===== Task input =====

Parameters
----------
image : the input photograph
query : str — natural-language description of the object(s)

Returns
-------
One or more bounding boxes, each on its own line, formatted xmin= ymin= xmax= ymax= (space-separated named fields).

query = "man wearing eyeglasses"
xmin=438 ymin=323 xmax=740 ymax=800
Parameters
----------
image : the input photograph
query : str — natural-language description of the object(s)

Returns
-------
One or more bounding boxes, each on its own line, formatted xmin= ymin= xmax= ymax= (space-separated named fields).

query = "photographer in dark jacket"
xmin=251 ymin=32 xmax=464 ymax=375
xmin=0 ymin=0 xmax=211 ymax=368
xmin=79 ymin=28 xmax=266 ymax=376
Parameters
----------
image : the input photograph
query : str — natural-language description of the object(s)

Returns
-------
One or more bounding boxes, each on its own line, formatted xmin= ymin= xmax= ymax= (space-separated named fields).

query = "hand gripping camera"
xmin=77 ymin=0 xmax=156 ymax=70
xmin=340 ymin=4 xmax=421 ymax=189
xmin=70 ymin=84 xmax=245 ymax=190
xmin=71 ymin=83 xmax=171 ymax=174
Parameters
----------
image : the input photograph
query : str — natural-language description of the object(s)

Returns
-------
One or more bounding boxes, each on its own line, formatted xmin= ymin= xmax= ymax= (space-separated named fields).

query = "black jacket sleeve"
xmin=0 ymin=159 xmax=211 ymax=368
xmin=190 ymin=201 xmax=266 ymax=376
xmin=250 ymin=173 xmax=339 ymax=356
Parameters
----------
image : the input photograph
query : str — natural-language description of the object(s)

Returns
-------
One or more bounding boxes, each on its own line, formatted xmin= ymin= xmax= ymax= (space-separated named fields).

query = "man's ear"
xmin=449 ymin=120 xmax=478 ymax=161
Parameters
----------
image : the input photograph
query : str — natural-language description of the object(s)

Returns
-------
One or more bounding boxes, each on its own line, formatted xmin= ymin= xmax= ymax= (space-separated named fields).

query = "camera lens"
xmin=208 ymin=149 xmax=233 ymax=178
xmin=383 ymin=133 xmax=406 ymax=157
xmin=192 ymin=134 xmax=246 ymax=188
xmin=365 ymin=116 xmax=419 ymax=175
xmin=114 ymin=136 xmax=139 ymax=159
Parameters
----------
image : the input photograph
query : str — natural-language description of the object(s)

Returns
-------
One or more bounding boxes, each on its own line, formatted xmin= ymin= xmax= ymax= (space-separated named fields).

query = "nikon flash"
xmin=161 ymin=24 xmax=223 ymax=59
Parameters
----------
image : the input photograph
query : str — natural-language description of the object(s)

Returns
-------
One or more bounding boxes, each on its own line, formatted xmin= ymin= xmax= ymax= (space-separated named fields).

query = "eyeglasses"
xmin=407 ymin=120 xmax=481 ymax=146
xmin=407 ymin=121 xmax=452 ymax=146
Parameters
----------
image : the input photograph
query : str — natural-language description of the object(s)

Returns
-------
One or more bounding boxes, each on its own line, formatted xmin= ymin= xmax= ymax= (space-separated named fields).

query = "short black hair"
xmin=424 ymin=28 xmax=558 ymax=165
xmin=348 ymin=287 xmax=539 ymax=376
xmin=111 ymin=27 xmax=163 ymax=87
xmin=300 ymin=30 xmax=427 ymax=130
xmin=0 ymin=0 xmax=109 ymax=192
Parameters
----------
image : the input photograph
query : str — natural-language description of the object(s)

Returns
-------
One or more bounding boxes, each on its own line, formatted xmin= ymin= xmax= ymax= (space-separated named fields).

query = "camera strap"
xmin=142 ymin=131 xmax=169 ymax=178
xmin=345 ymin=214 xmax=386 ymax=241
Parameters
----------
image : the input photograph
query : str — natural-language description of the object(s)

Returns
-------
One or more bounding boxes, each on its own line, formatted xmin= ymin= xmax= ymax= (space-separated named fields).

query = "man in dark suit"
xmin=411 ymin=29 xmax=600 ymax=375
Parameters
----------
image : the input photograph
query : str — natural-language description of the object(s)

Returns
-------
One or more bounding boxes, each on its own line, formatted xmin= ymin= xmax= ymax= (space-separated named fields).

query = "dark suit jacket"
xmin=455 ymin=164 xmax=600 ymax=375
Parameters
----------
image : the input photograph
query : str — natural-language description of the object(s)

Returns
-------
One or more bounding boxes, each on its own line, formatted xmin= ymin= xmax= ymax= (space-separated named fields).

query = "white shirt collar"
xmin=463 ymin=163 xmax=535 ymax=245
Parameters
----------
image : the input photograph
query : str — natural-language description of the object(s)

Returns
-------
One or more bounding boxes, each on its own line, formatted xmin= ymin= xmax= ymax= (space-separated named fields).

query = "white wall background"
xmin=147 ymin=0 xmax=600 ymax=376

=====

What is required:
Express all of the records above as a two-column CSV with the header columns "prompt" and "response", one row per record. Put each record's text in "prompt" and its answer in "response", each as a single quoted field with line breaks replaced by spaces.

Solution for this problem:
prompt,response
"Parameters ---------- image : the input photograph query : str — natural-language description of the object(s) Returns ------- One or more bounding boxes, each on its own line, formatted xmin= ymin= xmax= ymax= (space-separated named fields). query = ""man wearing eyeglasses""","xmin=438 ymin=323 xmax=740 ymax=800"
"Parameters ---------- image : the input photograph query : str — natural-language description of the object(s) Returns ------- One or more bounding boxes, each on its own line, formatted xmin= ymin= xmax= ymax= (space-separated named fields). query = ""photographer in dark jacket""","xmin=251 ymin=32 xmax=464 ymax=375 xmin=0 ymin=0 xmax=211 ymax=368 xmin=79 ymin=28 xmax=266 ymax=376"
"Parameters ---------- image : the input photograph query : str — natural-language description of the object(s) Returns ------- One or more bounding boxes, each on its own line, formatted xmin= ymin= xmax= ymax= (space-separated named fields). query = ""hand gripping camera""","xmin=77 ymin=0 xmax=156 ymax=70 xmin=340 ymin=4 xmax=421 ymax=189 xmin=70 ymin=84 xmax=245 ymax=190 xmin=71 ymin=83 xmax=171 ymax=174"
"Parameters ---------- image : the input photograph query : str — natural-language description of the object(s) Returns ------- One or more bounding boxes, each on its own line, formatted xmin= ymin= xmax= ymax= (space-separated named fields). query = ""black jacket sleeve""","xmin=0 ymin=159 xmax=211 ymax=368 xmin=190 ymin=201 xmax=266 ymax=376 xmin=250 ymin=173 xmax=339 ymax=356"
"Parameters ---------- image : the input photograph query : str — natural-language description of the object(s) Returns ------- One or more bounding boxes, each on its own line, formatted xmin= ymin= xmax= ymax= (space-separated named fields). query = ""man's ear""","xmin=449 ymin=120 xmax=478 ymax=161"
"Parameters ---------- image : the input photograph query : str — natural-language description of the object(s) Returns ------- One or more bounding boxes, each on its own line, formatted xmin= ymin= xmax= ymax= (space-separated named fields). query = ""camera lens""","xmin=208 ymin=149 xmax=233 ymax=178 xmin=383 ymin=133 xmax=406 ymax=157 xmin=192 ymin=134 xmax=246 ymax=188 xmin=365 ymin=116 xmax=419 ymax=175 xmin=114 ymin=136 xmax=139 ymax=159"
"Parameters ---------- image : the input photograph query : str — natural-language description of the object(s) Returns ------- One or more bounding boxes, each on its own line, formatted xmin= ymin= xmax= ymax= (space-separated named fields). query = ""nikon flash""","xmin=161 ymin=24 xmax=223 ymax=59"
"Parameters ---------- image : the input photograph query : str — natural-language description of the object(s) Returns ------- One or more bounding boxes, each on its own line, formatted xmin= ymin= xmax= ymax= (space-separated named fields). query = ""eyeglasses""","xmin=407 ymin=120 xmax=481 ymax=146 xmin=407 ymin=121 xmax=452 ymax=146"
"Parameters ---------- image : the input photograph query : str — natural-language description of the object(s) Returns ------- One or more bounding boxes, each on its own line, formatted xmin= ymin= xmax= ymax= (space-separated named fields). query = ""short black hair""","xmin=424 ymin=28 xmax=558 ymax=165 xmin=348 ymin=287 xmax=539 ymax=376 xmin=111 ymin=27 xmax=163 ymax=87 xmin=300 ymin=30 xmax=427 ymax=130 xmin=0 ymin=0 xmax=109 ymax=192"
"Parameters ---------- image : the input photograph query : str — natural-language description of the object(s) Returns ------- One or more bounding boxes, each on its own line, formatted xmin= ymin= xmax= ymax= (space-separated named fields). query = ""camera strap""","xmin=142 ymin=131 xmax=169 ymax=178 xmin=345 ymin=214 xmax=386 ymax=241"
"Parameters ---------- image : the input photograph query : str — natural-language description of the object(s) Returns ------- One or more bounding boxes, each on its own line, formatted xmin= ymin= xmax= ymax= (space-separated named fields). query = ""man in dark suit""","xmin=411 ymin=29 xmax=600 ymax=375"
"Parameters ---------- image : the input photograph query : str — natural-language description of the object(s) Returns ------- One or more bounding boxes, each on its own line, formatted xmin= ymin= xmax= ymax= (space-separated named fields). query = ""dark suit jacket""","xmin=455 ymin=164 xmax=600 ymax=375"
"Parameters ---------- image : the input photograph query : str — natural-language description of the object(s) Returns ------- One or more bounding boxes, each on its own line, formatted xmin= ymin= xmax= ymax= (space-separated named fields). query = ""white shirt collar""","xmin=463 ymin=163 xmax=535 ymax=245"
"Parameters ---------- image : the input photograph query : str — natural-language description of the object(s) Returns ------- One or more bounding boxes, each on its own line, formatted xmin= ymin= xmax= ymax= (space-separated named fields). query = ""white wall background""","xmin=147 ymin=0 xmax=600 ymax=376"